» Exercise goal: Everything from the line that contains "Indicate the dark hair" through the final line of the records should be written out exactly, and nothing outside that span.
..............................
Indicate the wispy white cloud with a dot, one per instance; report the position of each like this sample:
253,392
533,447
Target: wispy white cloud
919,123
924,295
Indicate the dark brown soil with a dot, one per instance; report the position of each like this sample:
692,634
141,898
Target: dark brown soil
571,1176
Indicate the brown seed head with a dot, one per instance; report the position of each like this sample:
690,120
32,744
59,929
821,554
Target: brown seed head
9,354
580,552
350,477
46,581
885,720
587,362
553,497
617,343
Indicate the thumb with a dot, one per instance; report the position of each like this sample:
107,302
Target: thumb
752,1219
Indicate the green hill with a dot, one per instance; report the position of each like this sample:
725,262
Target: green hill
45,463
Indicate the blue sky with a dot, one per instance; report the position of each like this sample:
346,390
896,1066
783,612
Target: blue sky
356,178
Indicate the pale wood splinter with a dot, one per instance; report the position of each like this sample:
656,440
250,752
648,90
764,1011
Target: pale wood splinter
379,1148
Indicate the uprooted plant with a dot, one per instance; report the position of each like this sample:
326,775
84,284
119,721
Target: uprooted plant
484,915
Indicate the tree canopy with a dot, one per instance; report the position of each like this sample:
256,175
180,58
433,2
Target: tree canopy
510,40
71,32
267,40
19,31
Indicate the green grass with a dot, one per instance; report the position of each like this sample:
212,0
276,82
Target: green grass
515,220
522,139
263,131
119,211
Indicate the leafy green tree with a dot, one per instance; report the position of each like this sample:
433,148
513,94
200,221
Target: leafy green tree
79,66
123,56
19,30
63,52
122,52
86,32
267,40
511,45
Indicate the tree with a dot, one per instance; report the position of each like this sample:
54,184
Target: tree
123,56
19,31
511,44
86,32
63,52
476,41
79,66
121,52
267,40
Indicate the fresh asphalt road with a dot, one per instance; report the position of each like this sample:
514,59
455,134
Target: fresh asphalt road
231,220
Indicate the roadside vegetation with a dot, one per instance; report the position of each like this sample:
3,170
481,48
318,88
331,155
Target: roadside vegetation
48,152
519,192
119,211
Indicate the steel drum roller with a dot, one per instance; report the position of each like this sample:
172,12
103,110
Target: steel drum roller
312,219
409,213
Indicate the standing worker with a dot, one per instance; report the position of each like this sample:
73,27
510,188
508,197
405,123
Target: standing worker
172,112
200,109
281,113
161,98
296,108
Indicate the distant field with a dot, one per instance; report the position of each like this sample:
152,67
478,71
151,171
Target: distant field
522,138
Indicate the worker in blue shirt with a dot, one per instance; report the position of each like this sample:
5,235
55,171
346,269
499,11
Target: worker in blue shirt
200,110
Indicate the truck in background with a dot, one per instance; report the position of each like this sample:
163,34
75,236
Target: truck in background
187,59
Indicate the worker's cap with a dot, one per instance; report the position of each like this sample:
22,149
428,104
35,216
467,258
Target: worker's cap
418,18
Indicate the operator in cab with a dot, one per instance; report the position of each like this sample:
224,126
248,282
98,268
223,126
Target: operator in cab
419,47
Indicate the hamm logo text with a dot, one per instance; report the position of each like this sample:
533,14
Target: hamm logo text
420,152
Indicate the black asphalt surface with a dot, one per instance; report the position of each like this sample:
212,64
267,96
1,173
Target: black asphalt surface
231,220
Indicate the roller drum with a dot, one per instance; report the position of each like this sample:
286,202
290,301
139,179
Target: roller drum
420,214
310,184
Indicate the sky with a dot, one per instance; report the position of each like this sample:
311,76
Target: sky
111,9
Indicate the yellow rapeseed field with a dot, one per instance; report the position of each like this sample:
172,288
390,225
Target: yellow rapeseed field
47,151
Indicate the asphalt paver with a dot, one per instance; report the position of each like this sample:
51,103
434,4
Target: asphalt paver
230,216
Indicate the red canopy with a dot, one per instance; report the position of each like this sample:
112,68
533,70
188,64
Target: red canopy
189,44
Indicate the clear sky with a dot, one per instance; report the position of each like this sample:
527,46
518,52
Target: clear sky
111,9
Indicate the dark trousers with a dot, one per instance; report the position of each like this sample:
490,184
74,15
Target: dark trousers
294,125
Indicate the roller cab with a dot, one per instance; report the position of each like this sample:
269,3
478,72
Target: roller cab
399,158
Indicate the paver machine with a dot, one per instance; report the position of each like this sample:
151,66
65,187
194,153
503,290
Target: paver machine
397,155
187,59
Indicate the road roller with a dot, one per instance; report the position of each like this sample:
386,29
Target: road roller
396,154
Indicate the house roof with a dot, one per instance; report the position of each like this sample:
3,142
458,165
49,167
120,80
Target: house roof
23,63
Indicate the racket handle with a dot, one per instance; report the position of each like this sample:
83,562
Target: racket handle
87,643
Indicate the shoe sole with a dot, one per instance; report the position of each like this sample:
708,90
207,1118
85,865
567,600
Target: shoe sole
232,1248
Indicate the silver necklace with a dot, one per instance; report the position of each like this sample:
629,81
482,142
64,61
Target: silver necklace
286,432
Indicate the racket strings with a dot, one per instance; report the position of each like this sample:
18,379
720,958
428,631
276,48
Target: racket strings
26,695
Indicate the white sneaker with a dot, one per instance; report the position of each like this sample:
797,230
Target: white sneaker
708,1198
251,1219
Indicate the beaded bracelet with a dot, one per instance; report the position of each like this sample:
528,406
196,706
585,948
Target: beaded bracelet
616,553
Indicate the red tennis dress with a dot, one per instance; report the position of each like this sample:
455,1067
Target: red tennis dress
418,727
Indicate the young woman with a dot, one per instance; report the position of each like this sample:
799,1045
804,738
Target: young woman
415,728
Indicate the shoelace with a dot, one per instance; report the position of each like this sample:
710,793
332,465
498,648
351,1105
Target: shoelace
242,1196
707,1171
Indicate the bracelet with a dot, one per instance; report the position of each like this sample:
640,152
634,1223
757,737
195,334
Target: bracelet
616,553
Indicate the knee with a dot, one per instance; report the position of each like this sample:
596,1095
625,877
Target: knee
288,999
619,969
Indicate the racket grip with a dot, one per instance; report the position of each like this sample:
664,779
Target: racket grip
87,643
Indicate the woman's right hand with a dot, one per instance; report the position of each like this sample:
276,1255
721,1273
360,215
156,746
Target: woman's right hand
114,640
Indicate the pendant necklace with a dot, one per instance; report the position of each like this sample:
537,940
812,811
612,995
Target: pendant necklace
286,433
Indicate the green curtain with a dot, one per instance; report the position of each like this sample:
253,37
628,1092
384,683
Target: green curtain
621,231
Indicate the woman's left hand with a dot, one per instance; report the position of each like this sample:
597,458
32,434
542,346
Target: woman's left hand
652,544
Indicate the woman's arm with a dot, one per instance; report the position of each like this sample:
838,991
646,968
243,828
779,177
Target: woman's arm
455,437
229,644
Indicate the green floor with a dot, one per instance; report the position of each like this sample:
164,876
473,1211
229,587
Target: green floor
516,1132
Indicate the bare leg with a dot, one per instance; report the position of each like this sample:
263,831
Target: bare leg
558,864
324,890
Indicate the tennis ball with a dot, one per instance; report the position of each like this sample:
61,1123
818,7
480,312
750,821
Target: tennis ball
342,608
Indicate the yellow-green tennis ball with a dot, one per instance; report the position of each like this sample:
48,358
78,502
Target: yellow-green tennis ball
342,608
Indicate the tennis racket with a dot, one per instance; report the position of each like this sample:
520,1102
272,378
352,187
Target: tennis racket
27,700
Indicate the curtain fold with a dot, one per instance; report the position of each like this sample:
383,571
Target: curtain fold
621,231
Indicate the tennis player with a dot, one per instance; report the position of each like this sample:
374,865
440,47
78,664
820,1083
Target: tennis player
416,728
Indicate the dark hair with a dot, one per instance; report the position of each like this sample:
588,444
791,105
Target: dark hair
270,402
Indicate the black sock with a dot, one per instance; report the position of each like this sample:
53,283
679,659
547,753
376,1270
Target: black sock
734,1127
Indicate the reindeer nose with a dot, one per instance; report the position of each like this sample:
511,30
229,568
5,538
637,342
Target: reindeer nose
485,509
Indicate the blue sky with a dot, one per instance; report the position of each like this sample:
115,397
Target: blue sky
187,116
..............................
» Expected output:
Indicate the dark hair with a dot, one per instance; report the position of each like this sample:
588,444
791,105
Target: dark hair
270,402
Indicate the black sock with a dot, one per instance; report the position of each like this sample:
53,283
679,659
547,753
376,1270
Target: black sock
734,1127
Indicate the reindeer nose with a dot, one per instance; report the position of each like this sample:
511,30
229,568
5,538
637,342
Target: reindeer nose
485,509
Indicate the blue sky with a dot, one per instance; report the position of each like this sample:
115,397
Target: blue sky
187,116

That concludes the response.